# Consignes de l'exercice:
#1 Reproduisez mot pour mot le passage de l'extrait sur les menus végétariens dans les cantines qui s'ouvre sur les mots « De nombreux arguments » et se clôt sur « président, Emmanuel Saulou. ».
#2 Répondez aux questions suivantes à l'aide de l'extrait sur les menus végétariens dans les cantines.
(a) D'après l'enquête de l'AVF, quelle part des établissements du secondaire n'applique pas Egalim ?
(b) Quel pourcentage des plats préparés par Restoria est végétarien ?
(c) Combien de familles ont répondu à l'étude « Cantines Révolution » ?

# Extrait fourni:
▬▬▬▬▬▬▬▬▬▬
Le retard des collèges
L’enquête réalisée par l’AVF (Association Végétarienne de France) dans les collèges et les lycées français en février dernier montre que près de 40 % des établissements du secondaire n’appliquent pas Egalim, en particulier les collèges, et ne proposent pas systématiquement de menu végétarien hebdomadaire. Seul un quart des établissements vont au-delà des exigences et servent aujourd’hui plus d’un menu végétarien par semaine. L’enquête note que les principaux obstacles à l’introduction du menu végétarien relèvent à la fois de difficultés matérielles et techniques et d’un manque de moyens humains et financiers. Les chefs citent aussi les mauvaises habitudes alimentaires des familles (produits ultra-transformés, peu de légumes et légumineuses), le temps nécessaire pour changer les mentalités et les habitudes, la mauvaise qualité des produits végétaux industriels de substitution, l’attachement culturel aux produits carnés, les menus imposés par les sociétés externes en cas de gestion déléguée.
De nombreux arguments qui freinent le déploiement du repas végétarien même si des SRC se démènent pour aller plus loin. Chez Restoria, entreprise à mission depuis 2021, l’un des objectifs est de « développer et rendre accessible une alimentation toujours plus saine et plaisante ». 18,82 % des plats préparés sont végétariens et la société de restauration vise les 20 % sur 2023-2024. « Nous poursuivons la végétalisation des menus avec le déploiement progressif de 3 repas végé sur deux semaines dans l’enseignement. Et bien que ce soit un levier important de réduction d’émission de CO2, cela reste très difficile de convaincre nos clients. En septembre 2023 ils ont refusé notre offre » indique le président, Emmanuel Saulou.
Rendre les recettes plus séduisantes
Si en primaire, le menu végétarien s’est davantage généralisé, il nécessite encore de nombreux ajustements. C’est ce que révèle l’étude « Cantines Révolution » que l’Association de l’Alimentation Durable a réalisée avec l’IFOP. 933 familles avec des réponses en binôme, parents/enfants, y ont répondu. Marie-Pierre Membrives qui a porté cette étude précise: « 80 % des parents donnent la priorité à la qualité et à l’équilibre nutritionnel pour les repas de leurs enfants à la cantine et 69 % d’entre eux ont noté que le plat végétarien était bien au rendez-vous une fois par semaine. 60 % estiment que c’est tout à fait suffisant tandis que 27 % (dont 32 % de CSP +) trouvent cette cadence insuffisante. 10 % ont noté que, dans la cantine fréquentée par leur progéniture, le plat végétarien pouvait être de mandé quotidiennement sur réservation ». Elle relève qu’encore trop d’enfants n’aiment ni les légumes cuits, ni les repas végétariens qui leur sont servis (39 %) mais que les filles sont plus enclines à apprécier ces catégories d’aliments. « Il faudrait rendre ces recettes plus séduisantes pour les enfants par leur exécution, leur présentation et les explications qui les accompagnent car face à cette situation, les enfants mangent du pain en remplacement des repas qui leur sont servis (68 %) et le gaspillage augmente. On est encore loin d’une école du goût, lieu de découverte de plats simples, sains et savoureux. Parents et enfants doivent être au cœur des réflexions ».
▬▬▬▬▬▬▬▬▬▬
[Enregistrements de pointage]
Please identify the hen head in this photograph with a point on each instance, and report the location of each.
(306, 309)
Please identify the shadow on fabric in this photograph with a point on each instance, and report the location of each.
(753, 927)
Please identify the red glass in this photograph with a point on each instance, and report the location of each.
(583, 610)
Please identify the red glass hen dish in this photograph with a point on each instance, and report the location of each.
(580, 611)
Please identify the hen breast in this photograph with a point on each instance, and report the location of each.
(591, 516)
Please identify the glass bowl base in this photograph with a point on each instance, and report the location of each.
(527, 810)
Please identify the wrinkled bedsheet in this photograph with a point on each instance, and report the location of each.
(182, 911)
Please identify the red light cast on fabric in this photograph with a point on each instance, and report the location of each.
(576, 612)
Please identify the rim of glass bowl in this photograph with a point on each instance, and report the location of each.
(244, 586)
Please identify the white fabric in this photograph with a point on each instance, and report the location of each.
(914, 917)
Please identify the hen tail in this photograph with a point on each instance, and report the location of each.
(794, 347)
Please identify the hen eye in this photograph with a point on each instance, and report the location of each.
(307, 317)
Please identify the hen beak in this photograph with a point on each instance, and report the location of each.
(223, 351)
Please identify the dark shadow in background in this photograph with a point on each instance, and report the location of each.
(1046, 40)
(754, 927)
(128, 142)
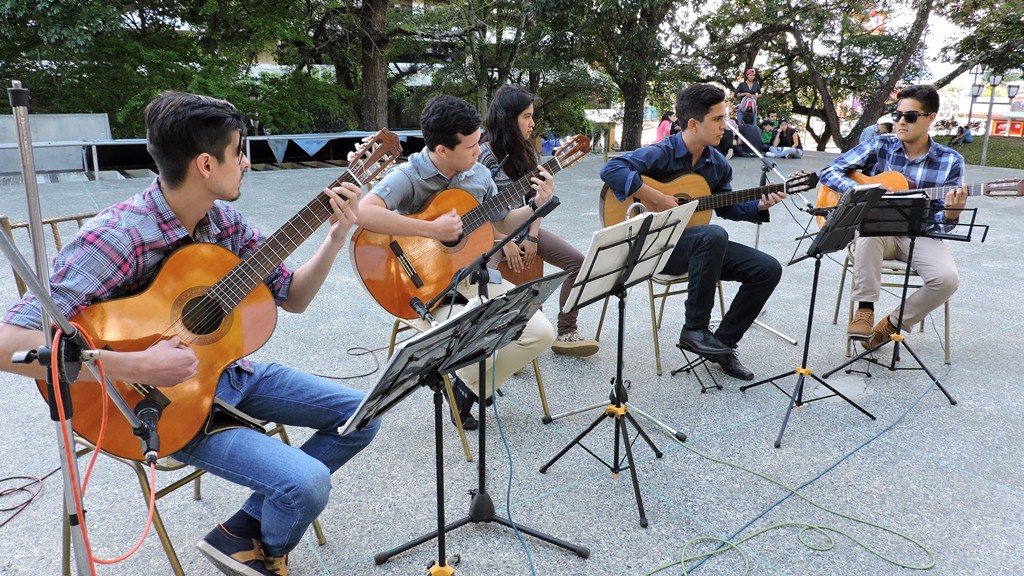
▬▬▬▬▬▬▬▬▬▬
# Réponses par tâche:
#1
De nombreux arguments qui freinent le déploiement du repas végétarien même si des SRC se démènent pour aller plus loin. Chez Restoria, entreprise à mission depuis 2021, l’un des objectifs est de « développer et rendre accessible une alimentation toujours plus saine et plaisante ». 18,82 % des plats préparés sont végétariens et la société de restauration vise les 20 % sur 2023-2024. « Nous poursuivons la végétalisation des menus avec le déploiement progressif de 3 repas végé sur deux semaines dans l’enseignement. Et bien que ce soit un levier important de réduction d’émission de CO2, cela reste très difficile de convaincre nos clients. En septembre 2023 ils ont refusé notre offre » indique le président, Emmanuel Saulou.

#2
(a) Près de 40 % des établissements du secondaire n'appliquent pas Egalim.
(b) Chez Restoria, 18,82 % des plats préparés sont végétariens.
(c) 933 familles ont répondu à l'étude « Cantines Révolution ».